-- PROBLEMS AND TASKS --
1 - In the text on ADHD and Social Security Disability, what listing number does the Social Security Administration use for ADHD?
2 - Reproduce the passage of the text on ADHD and Social Security Disability that begins with the words "ADHD (Attention Deficit" and ends with "Security Administration’s criteria.".
3 - Write what comes next in the text on ADHD and Social Security Disability, starting after its final sentence.

-- EXERCISE PASSAGE --
*** Block opens ***

If my child has ADHD can they apply for Social Security Disability in Ohio?
ADHD (Attention Deficit Hyperactivity Disorder) is a disorder that is most commonly marked by hyperactivity, impulsiveness, and/or inattentiveness. Many people that raise children with ADHD often apply for benefits via the SSI (Supplemental Security Income) program to help finance the costs of care and living for the diagnosed child. Unfortunately, it is not common for children with ADHD to be granted disability benefits. Benefits are usually granted in extreme cases that meet all of the Social Security Administration’s criteria.
The Social Security Administration has implemented an impairment listing for ADHD, and if the severity of the disorder coincides with it, benefits are likely to be granted. You can refer to the listing 112.11 for further information, but the basics will be covered here.
The Criteria for Listing 112.11
To begin with, a child must exhibit three different traits after being diagnosed with ADHD, and these are: hyperactivity, impulsive behavior, and severe inattention. As a result of these traits, the child must live under “limiting conditions” set on by ADHD.

*** Block closes ***

-- EXCERPTED DATA --
*** Block opens ***

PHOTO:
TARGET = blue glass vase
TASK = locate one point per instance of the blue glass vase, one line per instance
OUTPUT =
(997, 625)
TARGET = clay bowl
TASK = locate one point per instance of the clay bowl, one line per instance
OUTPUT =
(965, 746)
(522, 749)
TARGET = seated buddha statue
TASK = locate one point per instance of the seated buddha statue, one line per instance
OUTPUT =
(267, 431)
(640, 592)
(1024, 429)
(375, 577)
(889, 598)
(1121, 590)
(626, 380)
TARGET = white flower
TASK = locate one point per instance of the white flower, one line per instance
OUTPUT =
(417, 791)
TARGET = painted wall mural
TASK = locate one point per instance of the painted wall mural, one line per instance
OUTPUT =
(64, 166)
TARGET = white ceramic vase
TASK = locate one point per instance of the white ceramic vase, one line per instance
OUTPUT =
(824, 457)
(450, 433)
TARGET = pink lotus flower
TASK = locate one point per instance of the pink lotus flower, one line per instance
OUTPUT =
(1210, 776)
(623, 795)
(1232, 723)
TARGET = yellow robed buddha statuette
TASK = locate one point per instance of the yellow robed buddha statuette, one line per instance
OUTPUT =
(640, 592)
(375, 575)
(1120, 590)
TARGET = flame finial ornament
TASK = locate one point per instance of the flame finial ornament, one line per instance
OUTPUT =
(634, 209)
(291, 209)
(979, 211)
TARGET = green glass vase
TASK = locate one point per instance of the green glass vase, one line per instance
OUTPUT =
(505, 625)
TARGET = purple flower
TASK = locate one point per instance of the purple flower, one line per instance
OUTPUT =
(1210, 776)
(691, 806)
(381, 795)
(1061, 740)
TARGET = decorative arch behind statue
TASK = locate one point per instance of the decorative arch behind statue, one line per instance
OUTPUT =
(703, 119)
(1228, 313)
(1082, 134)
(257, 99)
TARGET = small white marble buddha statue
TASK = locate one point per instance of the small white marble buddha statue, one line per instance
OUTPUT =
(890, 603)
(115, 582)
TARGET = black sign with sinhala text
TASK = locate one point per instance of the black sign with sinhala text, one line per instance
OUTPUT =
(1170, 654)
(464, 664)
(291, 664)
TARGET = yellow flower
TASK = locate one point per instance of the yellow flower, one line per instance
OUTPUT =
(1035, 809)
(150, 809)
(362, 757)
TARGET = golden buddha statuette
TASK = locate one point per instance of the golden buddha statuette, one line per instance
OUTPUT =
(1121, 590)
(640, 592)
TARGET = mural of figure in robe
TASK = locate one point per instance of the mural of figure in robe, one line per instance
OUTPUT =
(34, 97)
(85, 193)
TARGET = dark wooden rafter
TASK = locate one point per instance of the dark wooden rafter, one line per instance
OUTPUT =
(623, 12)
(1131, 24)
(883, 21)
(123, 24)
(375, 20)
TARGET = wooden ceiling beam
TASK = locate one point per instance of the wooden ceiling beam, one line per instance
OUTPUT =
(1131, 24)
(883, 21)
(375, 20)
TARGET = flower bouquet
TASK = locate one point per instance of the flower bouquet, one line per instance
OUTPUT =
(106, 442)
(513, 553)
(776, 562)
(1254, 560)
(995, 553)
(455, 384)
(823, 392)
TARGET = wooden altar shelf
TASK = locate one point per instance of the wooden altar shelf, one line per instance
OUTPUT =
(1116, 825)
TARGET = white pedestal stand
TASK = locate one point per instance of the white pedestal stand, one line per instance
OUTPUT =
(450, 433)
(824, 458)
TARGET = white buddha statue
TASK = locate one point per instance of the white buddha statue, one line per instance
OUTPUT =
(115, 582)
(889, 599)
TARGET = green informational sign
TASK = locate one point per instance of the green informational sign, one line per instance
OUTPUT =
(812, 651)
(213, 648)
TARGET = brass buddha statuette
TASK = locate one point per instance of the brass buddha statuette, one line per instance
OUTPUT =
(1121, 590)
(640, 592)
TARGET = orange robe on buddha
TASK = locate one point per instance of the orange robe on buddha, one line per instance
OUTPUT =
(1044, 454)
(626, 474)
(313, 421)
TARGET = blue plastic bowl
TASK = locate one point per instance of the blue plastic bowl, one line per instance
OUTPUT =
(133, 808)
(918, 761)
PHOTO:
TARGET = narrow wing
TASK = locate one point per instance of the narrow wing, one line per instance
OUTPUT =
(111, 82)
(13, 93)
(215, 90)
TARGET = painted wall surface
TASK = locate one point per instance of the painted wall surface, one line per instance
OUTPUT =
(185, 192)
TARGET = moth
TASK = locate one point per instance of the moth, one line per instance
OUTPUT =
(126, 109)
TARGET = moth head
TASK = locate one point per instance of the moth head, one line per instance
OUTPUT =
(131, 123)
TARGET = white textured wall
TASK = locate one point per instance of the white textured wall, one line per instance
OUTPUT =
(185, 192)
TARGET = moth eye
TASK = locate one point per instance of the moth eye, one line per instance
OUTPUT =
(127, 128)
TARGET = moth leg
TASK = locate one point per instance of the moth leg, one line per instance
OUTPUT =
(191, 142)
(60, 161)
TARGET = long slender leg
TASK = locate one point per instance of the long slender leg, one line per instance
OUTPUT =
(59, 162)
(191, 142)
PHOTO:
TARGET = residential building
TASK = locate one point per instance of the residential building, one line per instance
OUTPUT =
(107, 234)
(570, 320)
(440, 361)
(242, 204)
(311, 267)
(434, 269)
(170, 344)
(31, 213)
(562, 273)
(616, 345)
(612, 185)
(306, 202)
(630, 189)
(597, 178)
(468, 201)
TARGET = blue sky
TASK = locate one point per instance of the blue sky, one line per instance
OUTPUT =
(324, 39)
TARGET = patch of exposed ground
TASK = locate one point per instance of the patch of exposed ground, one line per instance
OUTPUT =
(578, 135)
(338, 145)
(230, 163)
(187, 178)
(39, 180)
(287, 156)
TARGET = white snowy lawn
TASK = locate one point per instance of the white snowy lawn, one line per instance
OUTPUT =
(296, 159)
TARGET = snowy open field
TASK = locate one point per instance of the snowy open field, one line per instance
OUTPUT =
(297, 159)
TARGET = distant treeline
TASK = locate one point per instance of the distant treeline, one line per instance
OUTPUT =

*** Block closes ***

-- TASK RESULTS --
1 - Listing 112.11

2 -
ADHD (Attention Deficit Hyperactivity Disorder) is a disorder that is most commonly marked by hyperactivity, impulsiveness, and/or inattentiveness. Many people that raise children with ADHD often apply for benefits via the SSI (Supplemental Security Income) program to help finance the costs of care and living for the diagnosed child. Unfortunately, it is not common for children with ADHD to be granted disability benefits. Benefits are usually granted in extreme cases that meet all of the Social Security Administration’s criteria.

3 -
To be considered for disability benefits, the child (ranging from age 3-18) must be more challenged and affected than other children with ADHD in at least two items of the set-forth criteria. The criteria lists four items, and they are social functioning, personal functioning, cognitive and communicative functions, and concentration/persistence/pace.
Additionally, the parents or guardians of the child must be able to show proof, or medical documentation, that demonstrates the severity of the situation. A list of the approved types of documentation includes accounts from teachers or parents (reports and evaluations are fine), findings by a physician, doctor, or other healthcare provider, and results from IQ or standardized testing.
Children ranging in age from newborn to 3 years of age are generally not approved for benefits based on ADHD disorder. This is mostly because of the rapid development a child experiences at these ages; it is easily mis-labeled as behavior from ADHD.
There are income/assets limitation requirements set in place for children to be able to receive benefits for ADHD. Older children that are applying for ADHD disability benefits must not make more than $1,040/month, and if the child is too young to work, parents face a strict limit that they cannot exceed in order to receive benefits. Like most benefits offered via SSI, there are strict income limitations that ultimately deem a case worthy or not of benefits.